Only the lines holding the word "below" are wanted; copy each of them from the listing.
=== Begin Enclosure ===
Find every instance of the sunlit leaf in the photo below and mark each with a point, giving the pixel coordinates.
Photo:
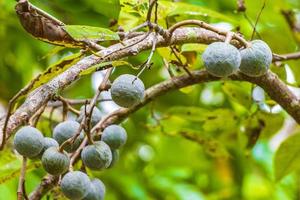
(109, 8)
(287, 157)
(238, 92)
(188, 11)
(104, 65)
(79, 32)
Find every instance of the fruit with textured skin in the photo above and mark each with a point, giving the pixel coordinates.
(127, 90)
(96, 191)
(115, 136)
(29, 141)
(96, 115)
(96, 156)
(55, 162)
(115, 157)
(221, 59)
(48, 142)
(65, 130)
(256, 59)
(75, 185)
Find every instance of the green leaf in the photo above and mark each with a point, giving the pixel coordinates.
(105, 64)
(57, 68)
(108, 8)
(199, 48)
(79, 32)
(12, 170)
(238, 92)
(52, 71)
(287, 157)
(187, 11)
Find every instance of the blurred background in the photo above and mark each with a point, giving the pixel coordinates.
(197, 143)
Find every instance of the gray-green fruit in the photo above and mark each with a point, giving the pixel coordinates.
(48, 142)
(96, 115)
(29, 141)
(55, 162)
(96, 191)
(115, 157)
(115, 136)
(65, 130)
(75, 185)
(127, 90)
(256, 59)
(221, 59)
(96, 156)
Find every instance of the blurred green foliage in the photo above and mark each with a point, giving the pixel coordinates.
(191, 144)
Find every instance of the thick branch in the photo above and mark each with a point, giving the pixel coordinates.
(43, 94)
(272, 85)
(275, 88)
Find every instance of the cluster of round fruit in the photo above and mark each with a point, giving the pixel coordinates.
(126, 91)
(223, 59)
(102, 154)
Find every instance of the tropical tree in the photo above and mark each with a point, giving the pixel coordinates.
(138, 99)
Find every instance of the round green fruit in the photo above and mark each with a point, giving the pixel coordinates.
(115, 136)
(65, 130)
(96, 115)
(55, 162)
(127, 90)
(115, 157)
(221, 59)
(48, 142)
(29, 141)
(256, 59)
(96, 156)
(96, 191)
(75, 185)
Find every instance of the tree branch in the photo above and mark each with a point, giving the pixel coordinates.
(275, 88)
(43, 94)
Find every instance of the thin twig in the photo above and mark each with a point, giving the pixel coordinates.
(207, 27)
(20, 193)
(257, 19)
(241, 6)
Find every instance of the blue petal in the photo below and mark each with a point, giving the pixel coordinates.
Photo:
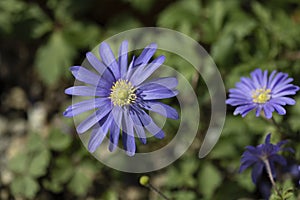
(138, 126)
(99, 133)
(84, 75)
(282, 101)
(268, 139)
(128, 143)
(155, 92)
(123, 58)
(138, 78)
(161, 108)
(96, 139)
(81, 91)
(151, 126)
(277, 80)
(113, 136)
(94, 118)
(167, 82)
(84, 106)
(279, 109)
(278, 159)
(256, 172)
(109, 59)
(244, 110)
(146, 55)
(246, 165)
(268, 111)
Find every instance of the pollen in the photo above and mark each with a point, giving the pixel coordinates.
(122, 93)
(261, 95)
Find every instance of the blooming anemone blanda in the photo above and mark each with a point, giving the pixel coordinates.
(262, 93)
(120, 95)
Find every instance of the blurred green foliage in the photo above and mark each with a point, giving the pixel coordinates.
(239, 35)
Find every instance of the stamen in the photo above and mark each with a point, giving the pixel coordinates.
(261, 95)
(122, 93)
=== End Enclosure ===
- Exercise answer -
Find every instance of the sunlit leaf in the photo below and mark each with a point, giving the pixel coordinates.
Find every instance of the blue petal in the photo below and mark each with a point, giving the pixel coordinates.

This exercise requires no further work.